**Source excerpt:**
The strength of Loretta Lynn: Still a Mountain Girl, the documentary airing on PBSAmerican Masters beginning 3/4, is found in director Vikram Jiyanti’s willingness to stretch far beyond the details that played out so well in the 1980 landmark biopic Coal Miner’s Daughter. Still a Mountain Girl places an emphasis on Loretta Lynn’s groundbreaking songwriting style, the hardships of touring from the 1950s through the ‘70s and the pains and realities of sustaining her marriage to Oliver “Doolittle” Lynn. This film reaffirms Lynn’s status as the Queen of Country Music through humble, unassuming storytelling.

Jack White, Garth Brooks, Sheryl Crow and Trisha Yearwood are among the stars who celebrate Lynn’s songwriting, the direct nature of her lyrics that hit subjects country music had never touched from a woman’s perspective. One historian, quoting the great producer Owen Bradley, says its fair to call her the female Hank Williams.

Others deconstruct Lynn’s best songs, sometimes praising the unique singing and elsewhere the lyrics or construction of verses and choruses; White declares that a trained songwriter would never do what Lynn does with double choruses, an element gives her songs a trademark spark. All agree, country songwriting would not be where it is today without Lynn’s work, and subjects suggest some of the barriers she broke are rarely revisited.

“It’s sad we don’t write abut relationships that way (anymore),” Crow laments. “Drinking songs, cheating songs. … She was a spitfire.”

The two-hour documentary is packed with Lynn’s best-known material and stories behind such songs as “Don’t Come Home A’Drinkin’ With Lovin’ on Your Mind,” “Louisiana Woman, Mississippi Man,” “You Ain’t Woman Enough,” “Your Squaw is on the Warpath” and “The Pill,” all of which connect Lynn’s life with her art. As the 83-year-old Lynn puts it: “If you write about what’s happening, it don’t hurt as bad.”

Vintage footage is spectacular throughout: An early TV appearance of Lynn singing “Honky Tonk Girl”; a video collage of “You’re Lookin’ at Country” through the decades; and duets with Conway Twitty complement more recent performances including one in which she sang in Ernest Tubb’s Record Shop, the Nashville venue where she got her break on radio. Her children, most of them performers as well, provide insights into their family life and the efforts by Lynn and her husband to connect with fans through the creation of the Loretta Lynn Dude Ranch.

Sony Legacy is releasing the DVD Friday 3/4 in conjunction with Lynn’s first new album in 10 years, Full Circle, a collection of songs she sang as a child (“In the Pines,” “I Will Never Marry”) in addition to new compositions and a couple new versions of old hits (“Everybody Wants to Go to Heaven,” “Fist City”). Willie Nelson and Elvis Costello are among the guests on the disc.

**Exercise 1:** Repeat the passage of the Loretta Lynn documentary review from "Others deconstruct Lynn’s" to "are rarely revisited." word for word.

Entries for bounding box labeling:
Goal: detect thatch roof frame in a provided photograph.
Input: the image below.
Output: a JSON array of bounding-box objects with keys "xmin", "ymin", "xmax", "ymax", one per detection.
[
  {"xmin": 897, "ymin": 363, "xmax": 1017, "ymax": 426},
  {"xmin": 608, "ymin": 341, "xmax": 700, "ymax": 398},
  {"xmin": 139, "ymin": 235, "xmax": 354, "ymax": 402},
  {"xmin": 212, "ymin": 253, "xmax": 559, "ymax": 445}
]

**Exercise 2:** Reproduce the bounding box labeling entries above word for word, from the first line to the last.

**Reply 1:**
Others deconstruct Lynn’s best songs, sometimes praising the unique singing and elsewhere the lyrics or construction of verses and choruses; White declares that a trained songwriter would never do what Lynn does with double choruses, an element gives her songs a trademark spark. All agree, country songwriting would not be where it is today without Lynn’s work, and subjects suggest some of the barriers she broke are rarely revisited.

**Reply 2:**
Goal: detect thatch roof frame in a provided photograph.
Input: the image below.
Output: a JSON array of bounding-box objects with keys "xmin", "ymin", "xmax", "ymax", one per detection.
[
  {"xmin": 897, "ymin": 363, "xmax": 1017, "ymax": 426},
  {"xmin": 608, "ymin": 341, "xmax": 700, "ymax": 398},
  {"xmin": 139, "ymin": 235, "xmax": 354, "ymax": 402},
  {"xmin": 212, "ymin": 253, "xmax": 559, "ymax": 445}
]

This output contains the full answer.